Render the records below as a JSON list of strings, with one string for each line and blank lines left out.

------------------------

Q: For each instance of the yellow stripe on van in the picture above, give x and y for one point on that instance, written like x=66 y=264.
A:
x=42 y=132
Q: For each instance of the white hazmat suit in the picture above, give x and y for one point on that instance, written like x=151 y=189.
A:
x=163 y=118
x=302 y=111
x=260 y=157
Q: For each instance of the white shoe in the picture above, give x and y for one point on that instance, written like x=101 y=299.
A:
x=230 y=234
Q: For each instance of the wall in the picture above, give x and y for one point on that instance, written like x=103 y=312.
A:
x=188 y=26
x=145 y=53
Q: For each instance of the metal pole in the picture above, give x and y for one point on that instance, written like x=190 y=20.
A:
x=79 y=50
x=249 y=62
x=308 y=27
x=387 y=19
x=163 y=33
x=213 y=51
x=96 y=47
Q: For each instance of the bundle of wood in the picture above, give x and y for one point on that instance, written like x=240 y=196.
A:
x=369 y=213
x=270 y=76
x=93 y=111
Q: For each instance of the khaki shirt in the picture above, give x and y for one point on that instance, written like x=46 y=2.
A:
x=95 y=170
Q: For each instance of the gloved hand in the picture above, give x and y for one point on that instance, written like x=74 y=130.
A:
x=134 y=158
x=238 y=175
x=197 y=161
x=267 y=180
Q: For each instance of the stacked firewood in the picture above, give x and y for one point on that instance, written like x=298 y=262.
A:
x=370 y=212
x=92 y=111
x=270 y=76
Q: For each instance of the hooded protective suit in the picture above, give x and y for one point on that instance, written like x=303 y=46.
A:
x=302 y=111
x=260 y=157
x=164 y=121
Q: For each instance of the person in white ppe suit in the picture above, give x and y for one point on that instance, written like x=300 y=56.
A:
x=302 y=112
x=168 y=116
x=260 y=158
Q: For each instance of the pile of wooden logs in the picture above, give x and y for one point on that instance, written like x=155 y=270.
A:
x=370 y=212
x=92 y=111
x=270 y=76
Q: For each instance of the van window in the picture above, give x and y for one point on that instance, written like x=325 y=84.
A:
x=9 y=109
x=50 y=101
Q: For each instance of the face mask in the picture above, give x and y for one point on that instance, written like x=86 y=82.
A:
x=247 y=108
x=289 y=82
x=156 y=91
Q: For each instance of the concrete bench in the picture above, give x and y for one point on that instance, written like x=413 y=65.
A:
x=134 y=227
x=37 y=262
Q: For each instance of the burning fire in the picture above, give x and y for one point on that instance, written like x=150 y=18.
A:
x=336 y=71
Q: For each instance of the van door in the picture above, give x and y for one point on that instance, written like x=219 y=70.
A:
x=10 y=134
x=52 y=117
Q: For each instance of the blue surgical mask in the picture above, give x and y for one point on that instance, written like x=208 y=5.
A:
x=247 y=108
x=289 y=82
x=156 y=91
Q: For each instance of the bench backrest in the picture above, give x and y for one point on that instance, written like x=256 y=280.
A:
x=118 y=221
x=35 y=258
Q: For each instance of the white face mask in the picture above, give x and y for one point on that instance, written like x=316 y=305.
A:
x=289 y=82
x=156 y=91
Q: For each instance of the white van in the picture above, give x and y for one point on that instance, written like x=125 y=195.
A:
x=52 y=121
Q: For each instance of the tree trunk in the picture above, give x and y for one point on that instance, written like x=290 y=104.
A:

------------------------

ANSWER TO THIS TASK:
[
  "Q: For each instance of the yellow stripe on van in the picture above, give x and y for one point on that instance, written like x=66 y=264.",
  "A:",
  "x=42 y=132",
  "Q: For each instance of the white hazmat suit in the picture above, give x and y for one point on that instance, written like x=151 y=189.",
  "A:",
  "x=163 y=118",
  "x=302 y=111",
  "x=260 y=157",
  "Q: For each instance of the white shoe in the picture above, give x and y for one point on that instance, written like x=101 y=299.",
  "A:",
  "x=230 y=234",
  "Q: For each instance of the wall in the picture above, give x and y for one point on that instance, written like x=103 y=312.",
  "A:",
  "x=188 y=26",
  "x=145 y=53",
  "Q: For each instance of the metal pole in the picture above, give x and y for one point on that instance, written like x=190 y=20.",
  "A:",
  "x=79 y=50",
  "x=249 y=62",
  "x=308 y=27",
  "x=387 y=19",
  "x=163 y=33",
  "x=213 y=51",
  "x=96 y=47",
  "Q: For each instance of the bundle of wood in the picture above, give x and y for one point on that instance, written like x=240 y=196.",
  "A:",
  "x=369 y=213",
  "x=270 y=76",
  "x=93 y=111",
  "Q: For each instance of the khaki shirt in the picture above, give x and y for one point on that instance, written like x=46 y=2.",
  "A:",
  "x=95 y=170",
  "Q: For each instance of the gloved hand in the picture above, give x and y for one point on that instance, written like x=74 y=130.",
  "A:",
  "x=134 y=158",
  "x=238 y=175",
  "x=197 y=161",
  "x=267 y=180",
  "Q: For each instance of the stacked firewood in the picture above, give x and y for one point on that instance, written like x=298 y=262.",
  "A:",
  "x=370 y=212",
  "x=92 y=111",
  "x=270 y=76",
  "Q: For each instance of the hooded protective suit in the picture above, give x and y for one point on that instance, written like x=303 y=46.",
  "A:",
  "x=302 y=111",
  "x=260 y=157",
  "x=164 y=121",
  "Q: For each instance of the person in white ppe suit in the picture above, give x and y for one point on that instance, written like x=300 y=56.",
  "A:",
  "x=302 y=112",
  "x=168 y=116",
  "x=260 y=158",
  "Q: For each instance of the pile of wooden logs in the picture above, give x and y for one point on that instance, written like x=155 y=270.",
  "A:",
  "x=370 y=212",
  "x=92 y=111",
  "x=270 y=76",
  "Q: For each instance of the van window in the picture above, give x and y for one point on that instance, written like x=325 y=84.",
  "A:",
  "x=9 y=109",
  "x=50 y=101",
  "Q: For each instance of the face mask in the picture above, give x and y for one point on that instance, written like x=86 y=82.",
  "A:",
  "x=247 y=108",
  "x=289 y=82",
  "x=156 y=91",
  "Q: For each instance of the concrete bench in the picture above, give x and y for one point on that instance, written like x=413 y=65.",
  "A:",
  "x=134 y=227",
  "x=37 y=262",
  "Q: For each instance of the burning fire in the picture above, give x and y for one point on that instance, written like x=150 y=18.",
  "A:",
  "x=336 y=71",
  "Q: For each instance of the van door in the picture above, give x and y for one point on that instance, written like x=219 y=70.",
  "A:",
  "x=10 y=134",
  "x=52 y=117",
  "Q: For each instance of the blue surgical mask in the picture above, give x and y for one point on that instance, written like x=208 y=5.",
  "A:",
  "x=247 y=108",
  "x=289 y=82",
  "x=156 y=91",
  "Q: For each instance of the bench backrest in the picture above, give x and y for one point on that instance, written like x=256 y=280.",
  "A:",
  "x=118 y=221",
  "x=35 y=258",
  "Q: For each instance of the white face mask in the picture above, give x and y for one point on that instance, written like x=316 y=305.",
  "A:",
  "x=289 y=82",
  "x=156 y=91",
  "Q: For each instance of the white van in the picture above, give x and y for one point on that instance, written like x=125 y=195.",
  "A:",
  "x=52 y=121",
  "Q: For each instance of the tree trunk in the picture above, give x and y for one point on that instance, written like x=290 y=104.",
  "A:"
]